**Exercise aim**
When you reproduce these records, keep every word exactly and drop the images.

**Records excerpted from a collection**
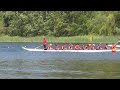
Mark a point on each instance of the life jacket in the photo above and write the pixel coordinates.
(44, 41)
(77, 47)
(92, 47)
(83, 47)
(63, 47)
(106, 47)
(70, 46)
(56, 47)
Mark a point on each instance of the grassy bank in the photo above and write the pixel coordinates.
(74, 39)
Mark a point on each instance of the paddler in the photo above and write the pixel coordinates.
(56, 47)
(83, 47)
(106, 47)
(63, 47)
(77, 47)
(92, 47)
(99, 46)
(45, 43)
(113, 47)
(70, 46)
(49, 46)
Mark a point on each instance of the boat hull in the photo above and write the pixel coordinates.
(118, 46)
(91, 51)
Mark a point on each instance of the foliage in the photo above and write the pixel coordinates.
(59, 23)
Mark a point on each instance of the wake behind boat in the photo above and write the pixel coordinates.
(91, 51)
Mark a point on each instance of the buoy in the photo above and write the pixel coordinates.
(114, 50)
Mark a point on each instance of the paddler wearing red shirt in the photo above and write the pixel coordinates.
(92, 47)
(83, 47)
(99, 47)
(63, 47)
(44, 43)
(77, 47)
(106, 47)
(49, 47)
(113, 47)
(56, 47)
(70, 46)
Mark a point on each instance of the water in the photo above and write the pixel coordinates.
(20, 64)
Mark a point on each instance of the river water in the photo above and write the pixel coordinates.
(16, 63)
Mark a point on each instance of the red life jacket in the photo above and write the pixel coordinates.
(92, 47)
(44, 41)
(49, 47)
(77, 47)
(56, 47)
(63, 47)
(106, 47)
(99, 47)
(83, 47)
(70, 46)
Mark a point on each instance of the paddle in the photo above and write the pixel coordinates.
(38, 46)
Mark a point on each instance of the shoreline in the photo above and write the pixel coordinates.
(51, 39)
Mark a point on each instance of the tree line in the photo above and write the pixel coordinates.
(59, 23)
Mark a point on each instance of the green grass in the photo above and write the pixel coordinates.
(50, 39)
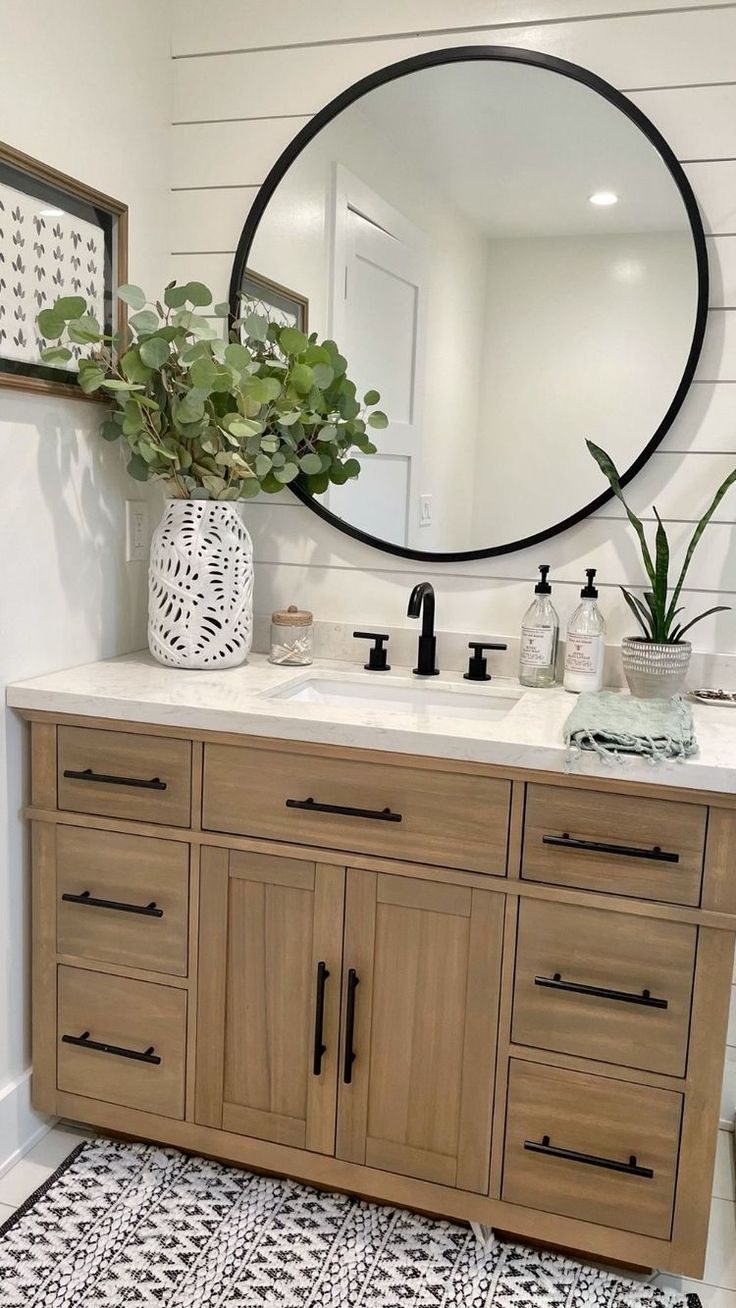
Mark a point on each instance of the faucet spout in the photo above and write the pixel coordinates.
(421, 601)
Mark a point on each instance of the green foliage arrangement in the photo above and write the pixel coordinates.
(216, 419)
(656, 614)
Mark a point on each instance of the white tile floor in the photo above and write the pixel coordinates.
(717, 1289)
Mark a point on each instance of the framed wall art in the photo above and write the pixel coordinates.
(280, 305)
(58, 237)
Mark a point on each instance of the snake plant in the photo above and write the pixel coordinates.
(659, 610)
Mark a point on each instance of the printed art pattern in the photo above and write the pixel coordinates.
(43, 257)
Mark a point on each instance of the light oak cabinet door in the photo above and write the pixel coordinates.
(420, 1007)
(271, 943)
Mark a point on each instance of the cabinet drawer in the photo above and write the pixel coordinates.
(617, 844)
(143, 1030)
(591, 1147)
(604, 985)
(122, 899)
(123, 774)
(445, 818)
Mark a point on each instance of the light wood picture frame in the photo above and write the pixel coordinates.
(58, 236)
(279, 304)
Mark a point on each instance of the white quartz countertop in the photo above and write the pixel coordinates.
(252, 700)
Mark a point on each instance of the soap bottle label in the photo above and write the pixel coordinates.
(583, 653)
(536, 646)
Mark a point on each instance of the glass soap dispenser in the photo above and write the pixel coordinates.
(540, 633)
(585, 650)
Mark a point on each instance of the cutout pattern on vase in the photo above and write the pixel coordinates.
(200, 586)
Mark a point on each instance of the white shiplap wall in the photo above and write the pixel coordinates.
(247, 76)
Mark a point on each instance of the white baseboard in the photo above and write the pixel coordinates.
(20, 1125)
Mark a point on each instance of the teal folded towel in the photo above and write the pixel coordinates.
(618, 723)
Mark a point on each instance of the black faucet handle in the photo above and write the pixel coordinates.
(477, 665)
(377, 657)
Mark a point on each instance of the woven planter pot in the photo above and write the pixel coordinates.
(200, 585)
(655, 671)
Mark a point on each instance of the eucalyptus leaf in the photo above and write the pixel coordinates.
(198, 294)
(154, 352)
(50, 323)
(310, 463)
(286, 474)
(145, 322)
(174, 296)
(215, 417)
(377, 420)
(133, 366)
(255, 326)
(92, 379)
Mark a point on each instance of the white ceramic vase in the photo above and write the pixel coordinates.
(200, 585)
(655, 671)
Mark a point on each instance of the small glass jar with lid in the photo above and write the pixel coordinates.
(292, 636)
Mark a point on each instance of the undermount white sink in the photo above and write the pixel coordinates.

**Response below**
Mark a point on each instance of the life jacket in the photo above and write the pixel coordinates.
(44, 41)
(77, 47)
(92, 47)
(83, 47)
(63, 47)
(106, 47)
(70, 46)
(56, 47)
Mark a point on each instance of the grassy bank in the photo above and write the pixel coordinates.
(74, 39)
Mark a point on each instance of the paddler in the photo above and write the pixel coordinates.
(56, 47)
(83, 47)
(106, 47)
(63, 47)
(77, 47)
(92, 47)
(99, 46)
(45, 43)
(113, 47)
(70, 46)
(49, 46)
Mark a point on each instance of the boat hull in the photo above and write the pixel coordinates.
(118, 46)
(91, 51)
Mark a point on each instance of the foliage in the photo above and write the pixel coordinates.
(59, 23)
Mark a point on each instance of the wake behind boat in the photo above and write the pixel coordinates.
(91, 51)
Mark a point on each instance of the buoy in the photo above and write the pixel coordinates.
(114, 50)
Mark a point on each instance of the paddler wearing red shirt in the photo above and write the pixel coordinates.
(92, 47)
(83, 47)
(99, 47)
(63, 47)
(44, 43)
(77, 47)
(106, 47)
(49, 47)
(113, 47)
(56, 47)
(70, 46)
Mark a point on each instance of the water in the photo above and write the pixel coordinates.
(20, 64)
Mark a point on each instance of the river water in the photo above and write the pixel coordinates.
(16, 63)
Mark a point on each instance of the red life jacket in the photo above and write the pixel coordinates.
(92, 47)
(44, 41)
(49, 47)
(77, 47)
(56, 47)
(63, 47)
(106, 47)
(99, 47)
(83, 47)
(70, 46)
Mark a point on each instance of the paddle in the photo above and write the pixel coordinates.
(38, 46)
Mark a point on each instance of the shoreline in the photo above and write the pixel coordinates.
(51, 39)
Mark a point on each instance of the tree line in the photo above and write the pixel coordinates.
(59, 23)
Mark a point on each instance of the green grass in the photo above and write the pixel coordinates.
(50, 39)
Mark a point on each instance of the faucet spout in the photo above and write the pixel coordinates.
(421, 601)
Mark a point on each instance of the green foliage arrangement in the photo above and write the pixel coordinates.
(216, 419)
(656, 614)
Mark a point on each instance of the white tile floor in the photo above and write the pixel coordinates.
(717, 1289)
Mark a point on each instance of the framed wall art in the photo above and write the pixel coordinates.
(280, 305)
(58, 237)
Mark a point on each instance of the snake plant in the photo above and write the pixel coordinates.
(659, 610)
Mark a point on each instance of the printed art pattern in the photo above and write the pixel coordinates.
(43, 257)
Mark a point on each instance of the light oak cabinet door in the photo above and write the pixel coordinates.
(420, 1007)
(271, 943)
Mark a point on each instance of the cabinet drawer in the photo above and write the pixel coordinates.
(617, 844)
(143, 1030)
(591, 1147)
(604, 985)
(122, 899)
(123, 774)
(445, 818)
Mark a point on each instance of the light wood picture frame in the photo above and write the pixel coordinates.
(58, 236)
(279, 304)
Mark a point on each instance of the white quartz countertop in the photo above and write the pixel coordinates.
(252, 700)
Mark a point on each instance of the soap bottle label in the photo above and write the pixel coordinates.
(583, 653)
(536, 646)
Mark a point on each instance of the glass soap dispenser in the photo above and write the pixel coordinates.
(540, 633)
(585, 650)
Mark a point on each instance of the cutout pattern on vase in the photo above and write the pixel coordinates.
(200, 586)
Mark a point on each instance of the white shiplap wall in the photo above and write the pixel coordinates.
(247, 76)
Mark a point on each instance of the white baseboard in the photo above and write the pixel coordinates.
(20, 1125)
Mark a point on each instance of the teal folded towel in the photo above and write the pixel coordinates.
(618, 723)
Mark a point on each instance of the black faucet handle in the photo above and write the pixel coordinates.
(477, 665)
(377, 657)
Mark a point on each instance of the woven planter pot in the photo above and write the pixel coordinates.
(200, 585)
(655, 671)
Mark a point on each instance of the eucalyptus leaf in the photo above and write the pixel coordinates.
(198, 294)
(154, 352)
(50, 323)
(310, 463)
(286, 474)
(145, 322)
(174, 296)
(215, 417)
(377, 420)
(133, 366)
(255, 326)
(92, 379)
Mark a point on each instance of the white ceramic vase in the photo above and write the pixel coordinates.
(200, 585)
(655, 671)
Mark a point on each instance of the small glass jar with lid in the photo above and write the pixel coordinates.
(292, 636)
Mark a point on each instance of the undermount white sink in the photo above and write the pixel coordinates.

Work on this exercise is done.